__INSTRUCTIONS TO FOLLOW__.
The expected answer is the set of lines in the data below between the line holding "column 94, row 58" and the line holding "# mark the wooden", inclusive, written out exactly.

__SUPPLIED INFORMATION__.
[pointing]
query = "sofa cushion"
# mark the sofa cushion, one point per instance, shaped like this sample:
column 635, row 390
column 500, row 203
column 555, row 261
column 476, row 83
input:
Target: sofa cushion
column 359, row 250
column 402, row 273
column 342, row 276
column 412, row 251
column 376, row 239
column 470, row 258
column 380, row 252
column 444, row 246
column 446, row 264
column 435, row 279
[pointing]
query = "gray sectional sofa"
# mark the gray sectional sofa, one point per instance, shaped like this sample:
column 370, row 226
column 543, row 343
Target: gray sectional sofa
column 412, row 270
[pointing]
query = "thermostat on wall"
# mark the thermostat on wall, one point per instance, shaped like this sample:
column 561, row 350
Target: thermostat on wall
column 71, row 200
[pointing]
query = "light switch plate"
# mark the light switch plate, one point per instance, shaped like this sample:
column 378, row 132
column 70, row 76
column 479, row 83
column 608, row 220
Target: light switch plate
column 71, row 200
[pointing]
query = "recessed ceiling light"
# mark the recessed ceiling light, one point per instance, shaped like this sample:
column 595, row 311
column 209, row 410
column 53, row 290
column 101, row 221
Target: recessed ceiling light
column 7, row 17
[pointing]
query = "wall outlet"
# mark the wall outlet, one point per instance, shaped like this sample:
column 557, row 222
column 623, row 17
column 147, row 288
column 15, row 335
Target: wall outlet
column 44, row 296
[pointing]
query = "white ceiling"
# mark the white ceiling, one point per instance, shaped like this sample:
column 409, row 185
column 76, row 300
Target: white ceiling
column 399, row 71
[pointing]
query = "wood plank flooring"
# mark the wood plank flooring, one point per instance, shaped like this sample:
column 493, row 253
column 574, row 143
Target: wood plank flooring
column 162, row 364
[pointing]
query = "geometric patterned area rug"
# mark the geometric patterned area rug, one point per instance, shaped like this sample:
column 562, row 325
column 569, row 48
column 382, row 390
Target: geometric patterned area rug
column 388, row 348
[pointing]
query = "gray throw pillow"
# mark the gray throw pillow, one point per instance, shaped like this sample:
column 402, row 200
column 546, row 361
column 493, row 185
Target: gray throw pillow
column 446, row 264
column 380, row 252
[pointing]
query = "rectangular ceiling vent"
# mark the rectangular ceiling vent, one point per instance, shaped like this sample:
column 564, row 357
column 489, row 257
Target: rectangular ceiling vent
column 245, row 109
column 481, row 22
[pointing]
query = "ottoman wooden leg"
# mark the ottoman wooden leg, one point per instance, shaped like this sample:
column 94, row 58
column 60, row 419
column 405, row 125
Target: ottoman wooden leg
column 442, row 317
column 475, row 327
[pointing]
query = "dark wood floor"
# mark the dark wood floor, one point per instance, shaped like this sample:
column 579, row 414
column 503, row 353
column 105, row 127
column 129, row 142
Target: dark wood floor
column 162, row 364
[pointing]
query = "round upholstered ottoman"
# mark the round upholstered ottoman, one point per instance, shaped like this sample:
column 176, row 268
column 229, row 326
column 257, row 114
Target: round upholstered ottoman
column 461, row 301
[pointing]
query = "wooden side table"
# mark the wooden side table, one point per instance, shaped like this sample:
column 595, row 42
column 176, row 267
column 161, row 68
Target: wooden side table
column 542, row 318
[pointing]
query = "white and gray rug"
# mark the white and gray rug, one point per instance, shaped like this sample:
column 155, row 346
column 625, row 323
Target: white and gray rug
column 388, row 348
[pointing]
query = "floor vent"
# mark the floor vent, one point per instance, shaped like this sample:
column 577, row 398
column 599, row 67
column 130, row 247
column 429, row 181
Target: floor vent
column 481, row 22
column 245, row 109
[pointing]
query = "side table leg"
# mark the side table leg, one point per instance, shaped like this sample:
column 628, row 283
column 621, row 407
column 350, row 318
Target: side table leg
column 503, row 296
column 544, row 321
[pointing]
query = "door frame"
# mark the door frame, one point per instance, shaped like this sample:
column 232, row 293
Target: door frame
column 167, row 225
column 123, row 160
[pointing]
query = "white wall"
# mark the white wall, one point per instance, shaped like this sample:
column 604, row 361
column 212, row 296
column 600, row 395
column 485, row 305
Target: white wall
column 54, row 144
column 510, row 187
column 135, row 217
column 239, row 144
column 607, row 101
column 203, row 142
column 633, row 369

...

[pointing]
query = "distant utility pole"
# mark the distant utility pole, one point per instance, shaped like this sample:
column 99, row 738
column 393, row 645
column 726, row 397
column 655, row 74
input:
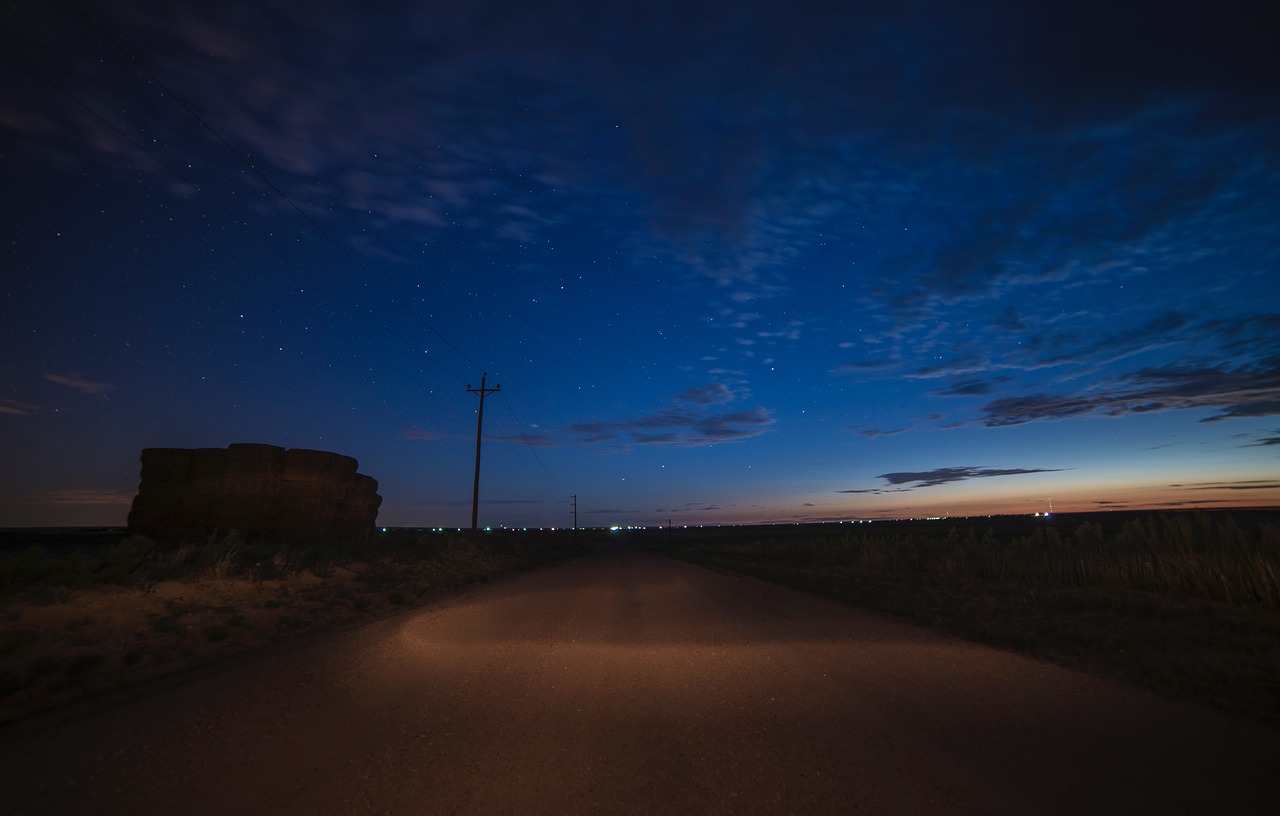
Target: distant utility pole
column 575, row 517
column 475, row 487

__RESPONSE TO THIS EXERCISE__.
column 94, row 58
column 60, row 419
column 405, row 125
Target: ottoman wooden leg
column 442, row 317
column 475, row 327
[pointing]
query = "dark wood floor"
# mark the dark wood floor, one point per instance, shaped like this sample:
column 579, row 414
column 503, row 353
column 105, row 127
column 129, row 142
Target: dark wood floor
column 162, row 364
[pointing]
query = "round upholstered ottoman"
# mark the round upholstered ottoman, one point per instance, shaped like this sample:
column 176, row 268
column 229, row 326
column 257, row 114
Target: round upholstered ottoman
column 461, row 301
[pointing]
query = "wooden side table"
# mark the wooden side table, one point per instance, shaped like this sample:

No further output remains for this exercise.